**Records supplied**

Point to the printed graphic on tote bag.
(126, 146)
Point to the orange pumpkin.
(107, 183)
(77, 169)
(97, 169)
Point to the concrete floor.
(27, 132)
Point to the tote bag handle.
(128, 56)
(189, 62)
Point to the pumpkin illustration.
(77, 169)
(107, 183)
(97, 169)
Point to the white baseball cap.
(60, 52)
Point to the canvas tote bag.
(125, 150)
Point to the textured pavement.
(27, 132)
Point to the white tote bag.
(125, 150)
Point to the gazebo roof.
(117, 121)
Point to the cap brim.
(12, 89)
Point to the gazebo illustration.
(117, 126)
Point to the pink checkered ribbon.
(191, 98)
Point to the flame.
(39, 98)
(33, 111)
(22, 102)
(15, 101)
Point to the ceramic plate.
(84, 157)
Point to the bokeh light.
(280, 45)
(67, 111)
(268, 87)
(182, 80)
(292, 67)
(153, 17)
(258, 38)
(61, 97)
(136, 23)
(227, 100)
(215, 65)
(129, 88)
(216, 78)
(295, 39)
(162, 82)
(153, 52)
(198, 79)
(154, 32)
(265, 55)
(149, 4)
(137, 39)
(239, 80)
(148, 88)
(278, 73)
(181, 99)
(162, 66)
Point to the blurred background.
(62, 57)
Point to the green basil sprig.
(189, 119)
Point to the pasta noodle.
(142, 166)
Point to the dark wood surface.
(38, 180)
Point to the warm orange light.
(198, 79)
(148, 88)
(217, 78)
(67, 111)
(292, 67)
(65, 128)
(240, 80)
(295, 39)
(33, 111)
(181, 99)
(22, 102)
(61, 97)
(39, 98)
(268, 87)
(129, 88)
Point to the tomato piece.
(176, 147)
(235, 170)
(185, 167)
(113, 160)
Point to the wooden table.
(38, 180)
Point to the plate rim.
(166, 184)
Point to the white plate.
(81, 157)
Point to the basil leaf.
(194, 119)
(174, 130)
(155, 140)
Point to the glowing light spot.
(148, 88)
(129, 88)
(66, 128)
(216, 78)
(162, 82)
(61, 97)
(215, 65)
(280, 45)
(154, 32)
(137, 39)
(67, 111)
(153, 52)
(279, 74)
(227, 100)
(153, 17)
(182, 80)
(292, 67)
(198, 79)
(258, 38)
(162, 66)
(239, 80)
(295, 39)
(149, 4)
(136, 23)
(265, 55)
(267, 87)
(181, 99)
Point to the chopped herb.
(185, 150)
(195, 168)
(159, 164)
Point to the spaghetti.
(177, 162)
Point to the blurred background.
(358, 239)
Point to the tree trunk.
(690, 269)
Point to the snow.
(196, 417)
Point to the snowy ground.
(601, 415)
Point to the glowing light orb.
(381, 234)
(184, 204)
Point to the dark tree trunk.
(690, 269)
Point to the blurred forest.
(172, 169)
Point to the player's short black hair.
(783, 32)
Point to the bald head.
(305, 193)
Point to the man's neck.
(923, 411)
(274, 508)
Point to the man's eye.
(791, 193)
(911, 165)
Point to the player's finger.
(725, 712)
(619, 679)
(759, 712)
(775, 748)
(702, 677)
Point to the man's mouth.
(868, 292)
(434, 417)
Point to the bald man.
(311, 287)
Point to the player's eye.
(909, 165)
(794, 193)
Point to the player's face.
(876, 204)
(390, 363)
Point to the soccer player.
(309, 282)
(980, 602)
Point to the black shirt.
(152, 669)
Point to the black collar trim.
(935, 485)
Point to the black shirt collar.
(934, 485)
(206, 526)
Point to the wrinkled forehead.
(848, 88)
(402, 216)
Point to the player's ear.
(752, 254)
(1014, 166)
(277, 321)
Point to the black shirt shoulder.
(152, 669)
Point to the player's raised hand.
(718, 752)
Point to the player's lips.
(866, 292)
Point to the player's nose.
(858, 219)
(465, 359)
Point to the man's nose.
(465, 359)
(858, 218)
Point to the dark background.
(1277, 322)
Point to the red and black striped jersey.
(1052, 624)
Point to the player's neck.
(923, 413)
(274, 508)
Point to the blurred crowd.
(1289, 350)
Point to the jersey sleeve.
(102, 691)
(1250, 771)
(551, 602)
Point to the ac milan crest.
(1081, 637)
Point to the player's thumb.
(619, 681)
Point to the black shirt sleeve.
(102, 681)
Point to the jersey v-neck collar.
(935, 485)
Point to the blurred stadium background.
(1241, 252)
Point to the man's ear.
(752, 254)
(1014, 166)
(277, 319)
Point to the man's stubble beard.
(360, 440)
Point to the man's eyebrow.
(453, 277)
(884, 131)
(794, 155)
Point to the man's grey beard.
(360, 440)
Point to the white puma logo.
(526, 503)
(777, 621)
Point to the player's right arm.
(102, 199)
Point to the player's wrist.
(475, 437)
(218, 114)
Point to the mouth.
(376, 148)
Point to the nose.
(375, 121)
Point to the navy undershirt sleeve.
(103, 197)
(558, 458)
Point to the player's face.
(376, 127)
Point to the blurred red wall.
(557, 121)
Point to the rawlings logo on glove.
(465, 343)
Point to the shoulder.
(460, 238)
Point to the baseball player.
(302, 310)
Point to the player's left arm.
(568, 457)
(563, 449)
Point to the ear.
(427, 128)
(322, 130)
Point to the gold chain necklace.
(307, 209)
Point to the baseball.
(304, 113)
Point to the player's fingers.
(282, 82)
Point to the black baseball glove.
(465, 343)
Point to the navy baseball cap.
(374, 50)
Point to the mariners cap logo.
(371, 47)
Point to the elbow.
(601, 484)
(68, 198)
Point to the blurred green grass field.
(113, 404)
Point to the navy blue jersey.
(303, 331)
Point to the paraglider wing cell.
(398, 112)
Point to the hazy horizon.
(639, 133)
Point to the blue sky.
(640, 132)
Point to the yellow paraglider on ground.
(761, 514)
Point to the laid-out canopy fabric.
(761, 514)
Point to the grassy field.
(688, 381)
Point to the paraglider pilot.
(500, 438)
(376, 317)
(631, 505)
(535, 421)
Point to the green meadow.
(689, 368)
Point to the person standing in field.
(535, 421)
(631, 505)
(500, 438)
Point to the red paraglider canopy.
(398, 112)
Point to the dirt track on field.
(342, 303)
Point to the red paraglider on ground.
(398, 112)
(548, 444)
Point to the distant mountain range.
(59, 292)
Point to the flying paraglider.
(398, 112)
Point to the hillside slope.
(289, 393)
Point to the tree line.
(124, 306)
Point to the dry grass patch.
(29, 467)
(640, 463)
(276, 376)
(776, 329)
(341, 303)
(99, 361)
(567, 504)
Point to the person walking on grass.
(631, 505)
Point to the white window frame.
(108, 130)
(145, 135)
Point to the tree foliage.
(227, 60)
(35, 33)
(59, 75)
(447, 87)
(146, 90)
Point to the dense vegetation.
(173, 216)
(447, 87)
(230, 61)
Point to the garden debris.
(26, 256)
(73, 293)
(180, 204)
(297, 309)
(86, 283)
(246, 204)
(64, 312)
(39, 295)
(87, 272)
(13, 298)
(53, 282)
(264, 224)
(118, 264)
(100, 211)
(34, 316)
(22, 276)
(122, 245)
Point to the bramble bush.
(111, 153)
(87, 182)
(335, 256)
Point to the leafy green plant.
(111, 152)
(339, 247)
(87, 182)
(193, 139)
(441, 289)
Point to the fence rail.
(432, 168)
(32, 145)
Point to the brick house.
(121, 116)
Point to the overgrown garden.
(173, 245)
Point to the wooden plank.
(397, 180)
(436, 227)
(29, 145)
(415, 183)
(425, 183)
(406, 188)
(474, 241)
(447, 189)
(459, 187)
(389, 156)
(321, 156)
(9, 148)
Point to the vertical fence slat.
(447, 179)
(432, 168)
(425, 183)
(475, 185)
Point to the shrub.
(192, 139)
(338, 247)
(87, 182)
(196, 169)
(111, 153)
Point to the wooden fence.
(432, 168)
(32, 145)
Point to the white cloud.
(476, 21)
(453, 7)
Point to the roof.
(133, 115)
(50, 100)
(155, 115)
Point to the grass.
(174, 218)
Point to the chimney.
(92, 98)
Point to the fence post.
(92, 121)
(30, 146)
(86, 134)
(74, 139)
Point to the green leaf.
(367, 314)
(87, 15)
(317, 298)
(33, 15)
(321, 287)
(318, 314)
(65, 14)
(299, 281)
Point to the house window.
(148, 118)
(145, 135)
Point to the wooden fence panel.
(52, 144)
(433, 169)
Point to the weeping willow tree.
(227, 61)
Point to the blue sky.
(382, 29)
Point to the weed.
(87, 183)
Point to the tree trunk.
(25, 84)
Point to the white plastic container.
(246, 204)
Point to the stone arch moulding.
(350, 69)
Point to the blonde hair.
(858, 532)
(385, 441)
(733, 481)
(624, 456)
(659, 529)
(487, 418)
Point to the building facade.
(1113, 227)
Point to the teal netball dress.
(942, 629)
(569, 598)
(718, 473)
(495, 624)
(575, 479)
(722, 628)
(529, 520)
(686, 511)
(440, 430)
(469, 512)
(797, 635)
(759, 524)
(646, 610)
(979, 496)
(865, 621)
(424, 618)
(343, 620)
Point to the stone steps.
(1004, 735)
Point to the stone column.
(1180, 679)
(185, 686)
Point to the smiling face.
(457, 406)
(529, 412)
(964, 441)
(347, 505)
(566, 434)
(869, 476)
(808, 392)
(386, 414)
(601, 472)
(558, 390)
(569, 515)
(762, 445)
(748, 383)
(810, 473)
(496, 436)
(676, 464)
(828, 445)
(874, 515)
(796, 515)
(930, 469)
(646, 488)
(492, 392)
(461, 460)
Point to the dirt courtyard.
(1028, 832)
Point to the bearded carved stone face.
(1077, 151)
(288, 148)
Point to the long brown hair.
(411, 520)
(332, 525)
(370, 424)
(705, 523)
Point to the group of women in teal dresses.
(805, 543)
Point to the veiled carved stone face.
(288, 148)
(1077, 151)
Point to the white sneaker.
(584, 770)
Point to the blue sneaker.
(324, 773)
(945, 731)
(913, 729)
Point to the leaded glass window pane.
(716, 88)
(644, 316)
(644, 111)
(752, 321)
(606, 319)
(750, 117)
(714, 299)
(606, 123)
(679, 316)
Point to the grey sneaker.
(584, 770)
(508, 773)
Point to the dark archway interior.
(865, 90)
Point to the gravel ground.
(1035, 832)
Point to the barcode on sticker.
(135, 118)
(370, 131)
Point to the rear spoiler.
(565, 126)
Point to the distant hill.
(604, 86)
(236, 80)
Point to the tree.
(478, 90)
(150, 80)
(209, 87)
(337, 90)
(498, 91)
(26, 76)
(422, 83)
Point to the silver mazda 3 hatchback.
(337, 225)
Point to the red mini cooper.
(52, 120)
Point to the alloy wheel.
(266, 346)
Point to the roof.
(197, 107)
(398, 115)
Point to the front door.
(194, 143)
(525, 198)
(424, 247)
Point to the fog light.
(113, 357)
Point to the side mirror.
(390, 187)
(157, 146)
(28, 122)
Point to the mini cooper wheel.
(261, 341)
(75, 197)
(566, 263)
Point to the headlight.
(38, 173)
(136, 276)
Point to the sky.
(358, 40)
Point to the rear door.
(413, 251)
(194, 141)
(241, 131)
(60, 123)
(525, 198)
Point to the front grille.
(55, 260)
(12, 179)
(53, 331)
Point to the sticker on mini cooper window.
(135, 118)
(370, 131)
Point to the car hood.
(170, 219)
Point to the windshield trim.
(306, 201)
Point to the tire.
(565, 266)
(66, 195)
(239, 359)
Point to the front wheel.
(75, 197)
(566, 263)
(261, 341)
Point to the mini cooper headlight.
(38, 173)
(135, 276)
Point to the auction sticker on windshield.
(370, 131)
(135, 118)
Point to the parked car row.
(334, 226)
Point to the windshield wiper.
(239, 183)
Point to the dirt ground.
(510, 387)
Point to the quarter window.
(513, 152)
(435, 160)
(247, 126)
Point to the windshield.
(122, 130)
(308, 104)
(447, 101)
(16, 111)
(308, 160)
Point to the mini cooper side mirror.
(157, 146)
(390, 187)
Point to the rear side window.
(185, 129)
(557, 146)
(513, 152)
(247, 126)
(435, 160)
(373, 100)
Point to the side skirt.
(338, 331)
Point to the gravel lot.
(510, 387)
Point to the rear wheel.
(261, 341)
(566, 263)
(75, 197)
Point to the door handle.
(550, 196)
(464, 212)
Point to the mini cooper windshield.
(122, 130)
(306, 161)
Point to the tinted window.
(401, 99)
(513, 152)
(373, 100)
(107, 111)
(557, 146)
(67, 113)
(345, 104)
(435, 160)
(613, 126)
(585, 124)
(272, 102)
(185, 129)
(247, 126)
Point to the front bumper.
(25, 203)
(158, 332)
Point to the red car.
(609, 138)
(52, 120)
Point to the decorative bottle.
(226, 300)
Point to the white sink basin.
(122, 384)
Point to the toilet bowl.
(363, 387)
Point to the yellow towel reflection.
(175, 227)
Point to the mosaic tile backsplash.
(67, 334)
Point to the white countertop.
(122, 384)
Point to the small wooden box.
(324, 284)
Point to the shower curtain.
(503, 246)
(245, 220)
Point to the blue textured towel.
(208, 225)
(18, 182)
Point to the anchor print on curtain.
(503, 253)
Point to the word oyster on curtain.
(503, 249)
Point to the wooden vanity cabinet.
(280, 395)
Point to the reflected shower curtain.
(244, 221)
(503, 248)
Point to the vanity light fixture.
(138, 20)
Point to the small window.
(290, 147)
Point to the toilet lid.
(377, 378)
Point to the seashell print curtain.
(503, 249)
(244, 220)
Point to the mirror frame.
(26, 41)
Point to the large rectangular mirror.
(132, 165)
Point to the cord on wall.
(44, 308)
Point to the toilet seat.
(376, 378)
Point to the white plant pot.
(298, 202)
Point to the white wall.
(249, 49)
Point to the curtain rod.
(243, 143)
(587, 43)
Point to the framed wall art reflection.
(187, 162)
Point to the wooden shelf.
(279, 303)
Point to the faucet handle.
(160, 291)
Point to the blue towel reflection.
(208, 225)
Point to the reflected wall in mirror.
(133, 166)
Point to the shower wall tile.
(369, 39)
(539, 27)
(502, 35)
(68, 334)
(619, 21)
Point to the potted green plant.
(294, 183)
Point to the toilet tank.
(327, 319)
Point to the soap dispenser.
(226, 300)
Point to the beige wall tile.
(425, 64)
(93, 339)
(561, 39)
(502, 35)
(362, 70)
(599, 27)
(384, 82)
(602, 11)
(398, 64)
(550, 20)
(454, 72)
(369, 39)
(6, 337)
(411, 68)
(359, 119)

**What to work on**
Beginning with the line that holds "Point to the mirror frame." and ending with the last line of the material, output each line exactly and nothing beyond them.

**Output below**
Point to the mirror frame.
(26, 41)
Point to the large rectangular mirror.
(132, 165)
Point to the cord on wall.
(44, 308)
Point to the toilet seat.
(376, 378)
Point to the white plant pot.
(298, 202)
Point to the white wall.
(249, 49)
Point to the curtain rod.
(243, 143)
(587, 43)
Point to the framed wall art reflection.
(187, 162)
Point to the wooden shelf.
(279, 303)
Point to the faucet handle.
(160, 291)
Point to the blue towel reflection.
(208, 225)
Point to the reflected wall in mirror.
(133, 166)
Point to the shower wall tile.
(369, 39)
(539, 27)
(502, 35)
(68, 334)
(619, 21)
Point to the potted green plant.
(294, 183)
Point to the toilet tank.
(327, 319)
Point to the soap dispenser.
(226, 300)
Point to the beige wall tile.
(425, 64)
(93, 339)
(561, 39)
(502, 35)
(362, 70)
(599, 27)
(384, 82)
(602, 11)
(398, 64)
(550, 20)
(454, 72)
(369, 39)
(6, 337)
(411, 68)
(359, 119)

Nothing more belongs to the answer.